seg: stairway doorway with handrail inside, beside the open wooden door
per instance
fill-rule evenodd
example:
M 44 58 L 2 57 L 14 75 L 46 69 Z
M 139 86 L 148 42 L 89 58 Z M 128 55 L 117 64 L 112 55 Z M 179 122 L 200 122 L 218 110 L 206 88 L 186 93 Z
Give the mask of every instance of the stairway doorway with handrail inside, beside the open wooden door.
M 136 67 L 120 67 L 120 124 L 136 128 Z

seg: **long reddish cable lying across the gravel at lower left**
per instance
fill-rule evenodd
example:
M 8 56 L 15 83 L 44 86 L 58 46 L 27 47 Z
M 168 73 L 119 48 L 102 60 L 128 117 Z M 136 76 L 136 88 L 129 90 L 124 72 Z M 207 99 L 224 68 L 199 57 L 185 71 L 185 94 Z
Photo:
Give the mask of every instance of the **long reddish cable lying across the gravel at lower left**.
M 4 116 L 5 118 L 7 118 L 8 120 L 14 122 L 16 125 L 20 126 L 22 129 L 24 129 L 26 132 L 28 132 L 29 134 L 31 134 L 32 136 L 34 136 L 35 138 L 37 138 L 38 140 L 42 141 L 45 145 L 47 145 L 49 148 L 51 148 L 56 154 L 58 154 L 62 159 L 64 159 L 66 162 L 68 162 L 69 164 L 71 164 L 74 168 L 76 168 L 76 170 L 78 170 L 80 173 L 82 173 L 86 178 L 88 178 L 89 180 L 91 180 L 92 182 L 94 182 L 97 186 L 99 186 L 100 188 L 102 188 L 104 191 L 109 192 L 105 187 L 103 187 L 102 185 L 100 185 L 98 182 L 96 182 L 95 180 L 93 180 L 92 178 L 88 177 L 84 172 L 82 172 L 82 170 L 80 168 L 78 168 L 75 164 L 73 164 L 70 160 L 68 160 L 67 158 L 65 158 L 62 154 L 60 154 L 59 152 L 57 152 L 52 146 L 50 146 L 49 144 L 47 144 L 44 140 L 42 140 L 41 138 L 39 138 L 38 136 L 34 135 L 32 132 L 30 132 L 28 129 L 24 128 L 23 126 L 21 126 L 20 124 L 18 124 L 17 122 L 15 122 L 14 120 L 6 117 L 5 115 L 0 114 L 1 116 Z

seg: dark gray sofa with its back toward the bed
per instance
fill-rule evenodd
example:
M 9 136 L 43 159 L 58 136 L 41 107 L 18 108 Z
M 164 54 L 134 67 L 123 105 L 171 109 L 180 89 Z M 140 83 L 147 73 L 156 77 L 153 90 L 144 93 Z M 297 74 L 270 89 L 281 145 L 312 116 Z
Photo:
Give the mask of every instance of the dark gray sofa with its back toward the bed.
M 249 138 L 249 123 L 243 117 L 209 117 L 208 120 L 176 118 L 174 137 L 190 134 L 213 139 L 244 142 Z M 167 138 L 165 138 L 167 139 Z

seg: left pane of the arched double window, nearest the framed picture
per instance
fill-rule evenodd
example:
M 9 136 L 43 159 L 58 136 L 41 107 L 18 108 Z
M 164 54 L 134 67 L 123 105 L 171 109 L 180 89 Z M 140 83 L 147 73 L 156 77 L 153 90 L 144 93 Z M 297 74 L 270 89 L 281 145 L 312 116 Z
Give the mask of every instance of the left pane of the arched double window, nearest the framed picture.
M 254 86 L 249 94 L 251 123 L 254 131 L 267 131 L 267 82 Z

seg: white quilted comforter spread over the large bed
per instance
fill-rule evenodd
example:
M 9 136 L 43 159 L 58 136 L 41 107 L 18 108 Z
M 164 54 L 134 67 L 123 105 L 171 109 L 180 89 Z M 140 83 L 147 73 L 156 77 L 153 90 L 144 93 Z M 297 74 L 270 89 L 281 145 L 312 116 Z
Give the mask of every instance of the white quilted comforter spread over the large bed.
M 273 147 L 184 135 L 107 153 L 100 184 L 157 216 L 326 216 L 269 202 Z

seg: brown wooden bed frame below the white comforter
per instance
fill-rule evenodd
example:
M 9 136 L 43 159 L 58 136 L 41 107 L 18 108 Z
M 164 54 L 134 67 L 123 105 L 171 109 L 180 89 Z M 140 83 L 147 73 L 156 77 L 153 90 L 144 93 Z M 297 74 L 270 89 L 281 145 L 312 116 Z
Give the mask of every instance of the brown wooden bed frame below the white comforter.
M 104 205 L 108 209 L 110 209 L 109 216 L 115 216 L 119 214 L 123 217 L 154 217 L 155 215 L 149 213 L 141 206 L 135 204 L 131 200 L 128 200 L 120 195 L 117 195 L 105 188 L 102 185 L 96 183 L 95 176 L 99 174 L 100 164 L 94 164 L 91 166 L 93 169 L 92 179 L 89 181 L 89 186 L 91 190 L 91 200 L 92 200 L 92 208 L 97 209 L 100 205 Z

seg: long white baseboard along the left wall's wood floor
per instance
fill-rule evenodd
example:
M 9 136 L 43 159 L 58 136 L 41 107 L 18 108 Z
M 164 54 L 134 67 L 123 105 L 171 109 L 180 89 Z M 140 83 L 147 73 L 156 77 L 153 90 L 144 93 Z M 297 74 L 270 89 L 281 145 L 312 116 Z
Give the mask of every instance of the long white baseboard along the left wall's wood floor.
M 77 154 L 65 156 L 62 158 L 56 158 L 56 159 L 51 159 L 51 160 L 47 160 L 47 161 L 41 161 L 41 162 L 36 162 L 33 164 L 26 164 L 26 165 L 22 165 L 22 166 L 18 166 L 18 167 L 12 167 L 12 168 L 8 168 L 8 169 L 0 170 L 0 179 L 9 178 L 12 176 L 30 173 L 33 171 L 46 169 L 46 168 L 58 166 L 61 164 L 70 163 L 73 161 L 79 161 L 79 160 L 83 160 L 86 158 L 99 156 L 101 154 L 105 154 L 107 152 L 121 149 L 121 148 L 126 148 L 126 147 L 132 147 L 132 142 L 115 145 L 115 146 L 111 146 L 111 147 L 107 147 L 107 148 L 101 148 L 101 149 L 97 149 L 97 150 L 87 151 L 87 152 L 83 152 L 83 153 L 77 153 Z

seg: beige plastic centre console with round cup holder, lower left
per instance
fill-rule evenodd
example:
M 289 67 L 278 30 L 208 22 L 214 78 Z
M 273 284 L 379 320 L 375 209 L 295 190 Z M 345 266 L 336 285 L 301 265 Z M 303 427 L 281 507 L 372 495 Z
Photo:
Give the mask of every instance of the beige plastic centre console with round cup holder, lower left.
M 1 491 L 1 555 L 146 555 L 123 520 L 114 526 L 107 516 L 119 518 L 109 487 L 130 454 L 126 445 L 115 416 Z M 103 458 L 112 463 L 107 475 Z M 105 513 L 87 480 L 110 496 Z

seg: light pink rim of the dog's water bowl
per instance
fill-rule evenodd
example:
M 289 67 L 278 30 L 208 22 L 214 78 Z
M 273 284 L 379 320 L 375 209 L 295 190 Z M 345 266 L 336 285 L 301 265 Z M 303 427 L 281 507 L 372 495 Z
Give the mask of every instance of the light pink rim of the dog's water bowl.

● ● ● ●

* **Assigned task**
Retype, exactly as shown, the lines from the one with "seg: light pink rim of the dog's water bowl" through the end of the records.

* **Reply**
seg: light pink rim of the dog's water bowl
per instance
fill-rule evenodd
example:
M 289 67 L 278 30 L 208 22 L 214 78 Z
M 273 284 L 379 320 L 375 209 L 295 190 Z M 345 266 L 336 285 L 301 265 Z M 303 427 L 281 507 L 372 495 Z
Give the mask of every instance of the light pink rim of the dog's water bowl.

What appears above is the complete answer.